Queen the Demented's blog

Selasa, 28 Juni 2011

Keluarga, Kunci Pembentukan Karakter Anak

Manusia modern penghuni kota-kota besar berharap sekolah dapat berperan membentuk karakter anak, selain berfungsi sebagai tempat manimba ilmu. Tapi, kunci pembentukan karakter dan fondasi pendidikan sejatinya adalah keluarga,dan peran sekolah hanya “pelaksana proyek”.Seiring berjalannya waktu, maka populasi, pengetahuan, dan kebudayaan manusia juga terus berkembang. Organisasi Kesehatan Dunia (WHO) menyebutkan, setiap 15 menit sebanyak 15 bayi lahir di Inggris, 244 bayi di Tiongkok, dan 351 bayi di India. Namun, data lain mengungkapkan, sebanyak 16 ribu balita meninggal setiap hari akibat gizi buruk. Selain itu, sekitar 20% dari jumlah manusia di planet bumi sulit mendapatkan air bersih, dan 50% tidak terlayani sanitasi yang layak.

ENTRI YANG DISEDIAKAN:
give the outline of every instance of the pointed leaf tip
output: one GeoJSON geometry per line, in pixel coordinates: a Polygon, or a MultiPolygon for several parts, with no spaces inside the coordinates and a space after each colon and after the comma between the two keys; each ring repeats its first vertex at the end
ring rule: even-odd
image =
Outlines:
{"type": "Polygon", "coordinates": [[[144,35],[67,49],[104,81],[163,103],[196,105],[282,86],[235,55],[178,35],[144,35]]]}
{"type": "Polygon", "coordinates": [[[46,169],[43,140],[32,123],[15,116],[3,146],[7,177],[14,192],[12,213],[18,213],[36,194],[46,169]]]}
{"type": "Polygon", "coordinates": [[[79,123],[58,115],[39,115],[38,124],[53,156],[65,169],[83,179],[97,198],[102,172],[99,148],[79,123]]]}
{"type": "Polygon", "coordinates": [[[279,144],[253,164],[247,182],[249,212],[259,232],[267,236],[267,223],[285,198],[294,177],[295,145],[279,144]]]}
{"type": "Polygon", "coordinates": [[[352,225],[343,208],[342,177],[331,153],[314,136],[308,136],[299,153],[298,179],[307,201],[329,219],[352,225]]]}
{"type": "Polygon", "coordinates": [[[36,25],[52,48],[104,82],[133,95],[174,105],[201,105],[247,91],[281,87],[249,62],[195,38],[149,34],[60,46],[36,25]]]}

SOAL LATIHAN:
1. Kutip dengan tepat bagian dokumen sumber yang dimulai dari "Keluarga, Kunci Pembentukan" dan berakhir pada "sanitasi yang layak.".
2. Menurut dokumen sumber, berapa balita yang meninggal setiap hari akibat gizi buruk?

JAWABAN PER SOAL:
1.
Keluarga, Kunci Pembentukan Karakter Anak

Manusia modern penghuni kota-kota besar berharap sekolah dapat berperan membentuk karakter anak, selain berfungsi sebagai tempat manimba ilmu. Tapi, kunci pembentukan karakter dan fondasi pendidikan sejatinya adalah keluarga,dan peran sekolah hanya “pelaksana proyek”.Seiring berjalannya waktu, maka populasi, pengetahuan, dan kebudayaan manusia juga terus berkembang. Organisasi Kesehatan Dunia (WHO) menyebutkan, setiap 15 menit sebanyak 15 bayi lahir di Inggris, 244 bayi di Tiongkok, dan 351 bayi di India. Namun, data lain mengungkapkan, sebanyak 16 ribu balita meninggal setiap hari akibat gizi buruk. Selain itu, sekitar 20% dari jumlah manusia di planet bumi sulit mendapatkan air bersih, dan 50% tidak terlayani sanitasi yang layak.

2. Sebanyak 16 ribu balita.